*TASK TO COMPLETE*: Your task is to find every line of the listing that includes "this" and copy it.

*DATA LISTING*:
=-=-=
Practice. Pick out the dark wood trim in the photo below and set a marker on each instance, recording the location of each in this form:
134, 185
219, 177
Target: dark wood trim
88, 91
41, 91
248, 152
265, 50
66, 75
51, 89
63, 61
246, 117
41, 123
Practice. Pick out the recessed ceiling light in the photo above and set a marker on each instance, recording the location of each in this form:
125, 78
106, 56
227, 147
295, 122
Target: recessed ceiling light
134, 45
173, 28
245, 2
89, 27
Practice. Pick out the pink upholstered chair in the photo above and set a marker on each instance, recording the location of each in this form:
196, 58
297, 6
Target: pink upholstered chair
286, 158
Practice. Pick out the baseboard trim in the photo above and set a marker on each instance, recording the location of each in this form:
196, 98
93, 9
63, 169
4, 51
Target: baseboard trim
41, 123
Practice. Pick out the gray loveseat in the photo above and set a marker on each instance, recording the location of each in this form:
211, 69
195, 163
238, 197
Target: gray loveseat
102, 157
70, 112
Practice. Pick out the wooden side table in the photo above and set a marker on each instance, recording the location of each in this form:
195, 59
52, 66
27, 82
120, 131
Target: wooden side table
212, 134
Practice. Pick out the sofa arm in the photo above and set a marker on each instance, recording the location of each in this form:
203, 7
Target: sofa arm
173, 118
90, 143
=-=-=
*ANSWER FOR THE TASK*:
Practice. Pick out the dark wood trim in the photo below and set a marker on each instance, recording the location of each in this form:
Practice. Pick out the recessed ceiling light in the photo above and set a marker on each instance, recording the location of each in this form:
Practice. Pick out the pink upholstered chair in the photo above and set a marker on each instance, recording the location of each in this form:
Practice. Pick out the baseboard trim in the photo above and set a marker on each instance, recording the location of each in this form:
Practice. Pick out the gray loveseat in the photo above and set a marker on each instance, recording the location of each in this form:
Practice. Pick out the wooden side table in the photo above and set a marker on each instance, recording the location of each in this form:
Practice. Pick out the sofa arm in the photo above and set a marker on each instance, recording the location of each in this form:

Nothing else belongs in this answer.